◆ **About this exercise**: Pull out every line below that contains the string "clicks", matching case exactly.

Collected data
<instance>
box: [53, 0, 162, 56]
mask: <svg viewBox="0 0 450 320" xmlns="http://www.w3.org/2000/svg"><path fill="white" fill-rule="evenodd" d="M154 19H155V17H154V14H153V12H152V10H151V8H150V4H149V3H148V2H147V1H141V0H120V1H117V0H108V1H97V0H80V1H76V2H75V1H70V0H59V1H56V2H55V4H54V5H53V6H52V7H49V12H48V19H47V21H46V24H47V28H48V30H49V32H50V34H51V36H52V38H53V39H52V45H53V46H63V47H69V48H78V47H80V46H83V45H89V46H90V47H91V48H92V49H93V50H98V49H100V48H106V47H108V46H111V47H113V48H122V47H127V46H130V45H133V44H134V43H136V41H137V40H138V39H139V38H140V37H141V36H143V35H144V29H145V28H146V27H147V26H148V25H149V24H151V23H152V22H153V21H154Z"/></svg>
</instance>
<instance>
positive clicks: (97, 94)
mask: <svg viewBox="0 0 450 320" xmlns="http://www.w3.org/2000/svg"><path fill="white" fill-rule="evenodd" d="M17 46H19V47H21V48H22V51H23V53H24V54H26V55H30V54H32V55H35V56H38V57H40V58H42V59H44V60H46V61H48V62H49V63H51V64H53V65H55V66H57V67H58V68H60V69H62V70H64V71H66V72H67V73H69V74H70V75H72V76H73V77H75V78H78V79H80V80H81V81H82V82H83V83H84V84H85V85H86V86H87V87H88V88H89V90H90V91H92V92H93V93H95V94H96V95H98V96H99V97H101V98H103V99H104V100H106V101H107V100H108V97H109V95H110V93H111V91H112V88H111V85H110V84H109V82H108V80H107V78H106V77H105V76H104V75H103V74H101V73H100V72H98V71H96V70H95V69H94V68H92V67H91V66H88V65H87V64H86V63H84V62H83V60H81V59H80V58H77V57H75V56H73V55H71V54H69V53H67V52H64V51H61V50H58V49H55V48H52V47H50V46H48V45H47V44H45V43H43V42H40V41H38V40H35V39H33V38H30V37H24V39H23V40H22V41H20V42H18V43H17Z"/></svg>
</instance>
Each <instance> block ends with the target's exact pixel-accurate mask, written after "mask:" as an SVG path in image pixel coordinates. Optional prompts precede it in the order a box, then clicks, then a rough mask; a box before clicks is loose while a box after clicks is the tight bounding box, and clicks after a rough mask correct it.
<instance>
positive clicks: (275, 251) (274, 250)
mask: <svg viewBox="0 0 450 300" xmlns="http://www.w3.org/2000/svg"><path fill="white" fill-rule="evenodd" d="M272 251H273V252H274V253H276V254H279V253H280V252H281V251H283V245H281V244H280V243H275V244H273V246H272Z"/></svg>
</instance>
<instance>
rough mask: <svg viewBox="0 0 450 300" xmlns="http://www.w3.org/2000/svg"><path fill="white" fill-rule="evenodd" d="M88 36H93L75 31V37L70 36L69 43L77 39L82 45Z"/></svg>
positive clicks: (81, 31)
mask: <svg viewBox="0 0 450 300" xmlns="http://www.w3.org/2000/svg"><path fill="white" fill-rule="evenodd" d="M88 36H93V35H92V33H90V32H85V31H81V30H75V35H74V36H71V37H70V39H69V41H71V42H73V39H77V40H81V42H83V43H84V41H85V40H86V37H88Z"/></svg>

◆ **Solution below**:
positive clicks: (97, 94)
Each <instance> block ends with the target's exact pixel-accurate mask, written after "mask:" as an SVG path in image pixel coordinates. Optional prompts precede it in the order a box, then clicks, then a rough mask; a box before clicks is loose while a box after clicks is the tight bounding box, and clicks after a rough mask correct it.
positive clicks: (275, 251) (274, 250)
positive clicks: (81, 31)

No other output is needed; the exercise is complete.